INSTRUCTION. Give a verbatim copy of the lines below, minus the pictures.

═══ INPUT RECORDS ═══

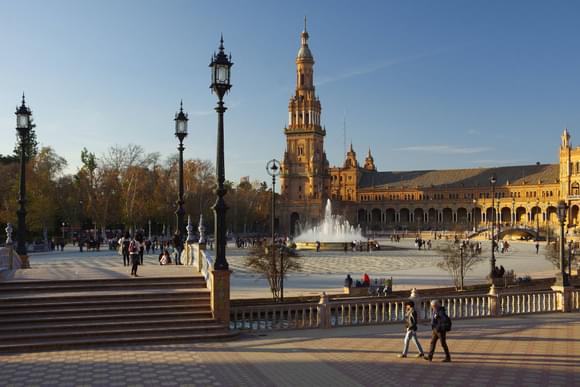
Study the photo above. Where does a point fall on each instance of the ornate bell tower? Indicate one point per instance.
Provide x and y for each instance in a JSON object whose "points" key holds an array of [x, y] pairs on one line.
{"points": [[304, 170]]}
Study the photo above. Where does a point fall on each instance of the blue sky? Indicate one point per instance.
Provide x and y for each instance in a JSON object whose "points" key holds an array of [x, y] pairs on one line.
{"points": [[425, 84]]}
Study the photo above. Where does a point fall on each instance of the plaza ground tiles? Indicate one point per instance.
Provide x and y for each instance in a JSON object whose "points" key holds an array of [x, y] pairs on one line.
{"points": [[532, 350]]}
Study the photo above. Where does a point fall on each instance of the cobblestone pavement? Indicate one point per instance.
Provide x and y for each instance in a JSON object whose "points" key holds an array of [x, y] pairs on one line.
{"points": [[324, 271], [532, 350]]}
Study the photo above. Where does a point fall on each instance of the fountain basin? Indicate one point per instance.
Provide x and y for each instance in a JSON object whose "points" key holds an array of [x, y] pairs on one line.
{"points": [[324, 246]]}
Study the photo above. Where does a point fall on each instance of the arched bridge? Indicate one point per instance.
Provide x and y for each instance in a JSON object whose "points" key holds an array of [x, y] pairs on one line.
{"points": [[521, 231]]}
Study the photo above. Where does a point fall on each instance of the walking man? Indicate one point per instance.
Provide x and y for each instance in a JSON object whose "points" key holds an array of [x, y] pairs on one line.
{"points": [[440, 325], [134, 247], [411, 329], [124, 245]]}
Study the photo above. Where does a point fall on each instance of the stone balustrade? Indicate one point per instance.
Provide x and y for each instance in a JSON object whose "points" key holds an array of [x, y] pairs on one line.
{"points": [[376, 311], [520, 303], [285, 316]]}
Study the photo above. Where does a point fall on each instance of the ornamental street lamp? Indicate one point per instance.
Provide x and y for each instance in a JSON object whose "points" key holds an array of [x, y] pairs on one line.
{"points": [[273, 169], [562, 278], [24, 125], [570, 245], [180, 132], [537, 220], [513, 212], [461, 251], [220, 70], [473, 214], [492, 181]]}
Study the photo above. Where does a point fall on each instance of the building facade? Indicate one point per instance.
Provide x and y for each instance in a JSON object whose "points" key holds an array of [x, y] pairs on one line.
{"points": [[524, 196]]}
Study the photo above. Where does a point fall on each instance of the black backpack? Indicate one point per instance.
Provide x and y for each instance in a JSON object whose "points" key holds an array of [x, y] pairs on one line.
{"points": [[444, 321]]}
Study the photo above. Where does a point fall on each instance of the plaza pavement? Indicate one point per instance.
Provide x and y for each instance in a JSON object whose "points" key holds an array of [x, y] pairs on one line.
{"points": [[532, 350], [324, 271]]}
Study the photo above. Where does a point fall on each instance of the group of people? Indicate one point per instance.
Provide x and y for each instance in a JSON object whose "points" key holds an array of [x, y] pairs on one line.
{"points": [[440, 325], [133, 248], [421, 243]]}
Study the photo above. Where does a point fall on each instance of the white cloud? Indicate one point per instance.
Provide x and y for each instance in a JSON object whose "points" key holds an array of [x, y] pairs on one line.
{"points": [[444, 149], [375, 67]]}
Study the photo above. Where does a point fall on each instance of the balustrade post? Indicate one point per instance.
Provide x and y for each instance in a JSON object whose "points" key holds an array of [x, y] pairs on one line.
{"points": [[563, 298], [323, 309], [493, 301]]}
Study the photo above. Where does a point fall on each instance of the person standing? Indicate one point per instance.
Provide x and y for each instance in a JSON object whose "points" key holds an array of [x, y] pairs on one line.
{"points": [[178, 246], [139, 238], [440, 325], [411, 330], [124, 246], [134, 248]]}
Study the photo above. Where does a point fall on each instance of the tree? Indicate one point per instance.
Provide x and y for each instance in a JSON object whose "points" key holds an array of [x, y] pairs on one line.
{"points": [[261, 261], [451, 262]]}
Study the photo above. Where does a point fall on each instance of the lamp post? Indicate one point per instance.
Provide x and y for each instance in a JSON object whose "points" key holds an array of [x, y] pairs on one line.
{"points": [[473, 214], [220, 70], [513, 212], [273, 169], [180, 132], [461, 250], [492, 181], [537, 220], [570, 244], [562, 278], [24, 125]]}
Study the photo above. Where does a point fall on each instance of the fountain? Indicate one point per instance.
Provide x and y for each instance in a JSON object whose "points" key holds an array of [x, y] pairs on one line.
{"points": [[332, 233]]}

═══

REPLY.
Study the photo above. Where does a point fall on each instance of the ornate bell tower? Indicate one point per instance.
Provide x and y for each instance in a JSON object whose "points" key holds an array of [x, y] pairs on one line.
{"points": [[304, 170]]}
Study the photo above. Where does a point fall on each instance of the blue sky? Indicate one point per instance.
Provide x and y for each instance in a JSON object whose "points" key holds an array of [x, y] pairs on one line.
{"points": [[425, 84]]}
Study the photo above. Where does a point fall on each instance of the plaza ground tiles? Indicate one point per instance.
Provide x and y for each instance in a JSON object whose "points" key holds an array of [x, y] pairs on one line.
{"points": [[532, 350]]}
Study the photo above. Where does a point fall on each instance of the cobblestone pavement? Indicate one point per instance.
Provide x and y for each instance in a JSON object whose "points" key holds an array of [x, y] pairs on one line.
{"points": [[324, 271], [532, 350]]}
Study the photo above. Where does a point fall on each instance of the fountain basin? Indicate one point per instance.
Provide x and y for each instance in a JSON object whose "points" key holds an array of [x, y] pairs on one line.
{"points": [[324, 246]]}
Study the photo above. Where does a point fall on each instance of the arched bridge? Indicate one point per instance.
Provide x and y for each instance in a JSON object whose "points" key holds an array of [x, y] pairs on one line.
{"points": [[521, 231]]}
Study the photo above. Where does a point fall on each instance of the walking man? Indicate one point per instance.
Provide x and y for each instance in a JSON object whose "points" key holds an array of [x, y] pairs on one line.
{"points": [[440, 325], [134, 247], [411, 329], [124, 245]]}
Study the photo above. Where does a point fall on each instance of the stone balustrade? Indicate one point per instance.
Provide x and y for each instance in a JSON object whose "points" key holds an array of [x, y] pairs on one line.
{"points": [[376, 311], [520, 303], [285, 316]]}
Study the photo above. Where does a point fall on each instance of the ornamental street lamp? Indicate one point per instance.
Provide x and y for each instance in a JSON object whose "points" key holds an array of [x, y] pairs on one line.
{"points": [[273, 169], [562, 278], [24, 125], [570, 245], [180, 132], [537, 220], [513, 212], [461, 251], [220, 70], [473, 214], [492, 181]]}
Study the photo above. Where does a point fall on each instance of the building facade? Indicate one point per instance.
Provide x and y for each instance in a JSON object whose "points" key holds an array of [x, y] pairs on one line.
{"points": [[524, 196]]}
Study the photo above. Where does a point fall on each instance of the black backpack? Indicate one point per instance.
Provide x and y for each instance in a JSON object whose "points" key holds an array of [x, y] pairs on one line.
{"points": [[444, 321]]}
Study the photo above. Where does a point fall on each instance of the plaza pavement? Indicate one point per instance.
Provide x and y for each instance in a JSON object whose "points" key holds an array of [x, y] pairs on one line.
{"points": [[532, 350], [324, 271]]}
Study the photo above. Where does a point fall on each instance of the group of people? Indicate one point per instance.
Provide x and y for each instance in a JSON object whose "points" key holds an array of [x, y] pairs on one line.
{"points": [[440, 325], [133, 248], [421, 243]]}
Study the photo above. Where does a point fall on each instance of the white cloud? Indicate one point per instance.
Provide x and y for each instance in a JSON object whose "points" key holds an array of [x, y] pairs on one line.
{"points": [[444, 149], [375, 67]]}
Study the photo above. Where does a point fall on each instance of the balustrade post? Indicate one point per instance.
Provide x and y for each instance in a JSON object whose "points" key holds an array of [x, y] pairs on one line.
{"points": [[563, 298], [323, 309], [493, 301]]}
Study the photo above. Where does a point fall on each instance of the person standing? Indicate one point per instance.
Provide x and y for each instance in a JSON object whose "points" key holds an array of [x, y] pairs on one line.
{"points": [[178, 246], [139, 238], [440, 325], [411, 330], [124, 246], [134, 248]]}
Study the photo above. Where does a point fall on each instance of the tree? Indicate one point per instance.
Provide x and y for each instance in a JSON object whose "points" key holds an array of [x, y] pairs on one line.
{"points": [[261, 261], [451, 262]]}
Study the photo above. Where does a point fall on each instance of the lamp post? Indicate one point per instance.
Provide x and y for each instance in a JSON object whose "points" key holds an array of [x, y] pairs on one line.
{"points": [[473, 214], [220, 70], [513, 212], [273, 169], [180, 132], [461, 250], [492, 181], [537, 220], [570, 244], [562, 278], [24, 125]]}
Study the photo above. Where does a point fall on each instance of the fountain? Indicate one point per instance.
Provide x and y for each instance in a JSON object whose "points" key holds an array of [x, y] pairs on one line.
{"points": [[332, 233]]}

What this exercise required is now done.